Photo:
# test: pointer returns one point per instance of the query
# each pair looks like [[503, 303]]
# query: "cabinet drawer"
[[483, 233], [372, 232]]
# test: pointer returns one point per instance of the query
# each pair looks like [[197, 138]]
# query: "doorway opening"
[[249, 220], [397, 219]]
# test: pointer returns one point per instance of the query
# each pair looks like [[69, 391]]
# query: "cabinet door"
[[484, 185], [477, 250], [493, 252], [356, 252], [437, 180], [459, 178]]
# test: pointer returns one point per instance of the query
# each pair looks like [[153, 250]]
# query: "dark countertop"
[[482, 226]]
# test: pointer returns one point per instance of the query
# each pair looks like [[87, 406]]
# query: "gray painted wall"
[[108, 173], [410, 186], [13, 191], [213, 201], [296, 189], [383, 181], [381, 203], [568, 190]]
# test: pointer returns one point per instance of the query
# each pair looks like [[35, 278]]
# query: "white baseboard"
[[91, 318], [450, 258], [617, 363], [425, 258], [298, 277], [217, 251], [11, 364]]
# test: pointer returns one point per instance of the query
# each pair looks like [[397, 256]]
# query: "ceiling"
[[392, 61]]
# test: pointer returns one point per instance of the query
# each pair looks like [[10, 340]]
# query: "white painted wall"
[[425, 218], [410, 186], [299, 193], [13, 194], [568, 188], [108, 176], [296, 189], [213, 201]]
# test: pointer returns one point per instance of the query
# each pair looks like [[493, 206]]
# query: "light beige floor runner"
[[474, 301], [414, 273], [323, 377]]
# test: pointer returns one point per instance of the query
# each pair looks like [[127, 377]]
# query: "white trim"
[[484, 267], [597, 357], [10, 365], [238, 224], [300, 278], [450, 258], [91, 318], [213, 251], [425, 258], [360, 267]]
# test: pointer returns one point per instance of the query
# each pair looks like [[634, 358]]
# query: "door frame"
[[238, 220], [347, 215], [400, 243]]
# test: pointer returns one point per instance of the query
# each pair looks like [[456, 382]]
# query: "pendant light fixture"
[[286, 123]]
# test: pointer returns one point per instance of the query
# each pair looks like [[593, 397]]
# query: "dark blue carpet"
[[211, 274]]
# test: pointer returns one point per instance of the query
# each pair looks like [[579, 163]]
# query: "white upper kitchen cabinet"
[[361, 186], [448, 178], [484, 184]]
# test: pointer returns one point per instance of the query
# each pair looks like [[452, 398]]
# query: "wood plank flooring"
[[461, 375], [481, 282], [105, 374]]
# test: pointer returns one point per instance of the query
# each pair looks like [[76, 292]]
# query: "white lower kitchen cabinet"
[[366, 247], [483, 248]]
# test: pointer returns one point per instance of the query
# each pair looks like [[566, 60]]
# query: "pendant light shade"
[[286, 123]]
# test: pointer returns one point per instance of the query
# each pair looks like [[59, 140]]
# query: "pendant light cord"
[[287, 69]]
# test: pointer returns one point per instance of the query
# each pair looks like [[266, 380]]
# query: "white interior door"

***

Reproduce without changes the lines from the start of the lines above through the line containing "[[249, 220], [397, 219]]", including both ends.

* _Full response_
Photo:
# test: pointer returns one point per instance of the query
# each pair looks like [[503, 303]]
# query: "cabinet drawer"
[[483, 233], [372, 232]]
# test: pointer returns one point per instance of the query
# each pair looks like [[197, 138]]
# query: "doorway opening"
[[249, 220], [397, 219]]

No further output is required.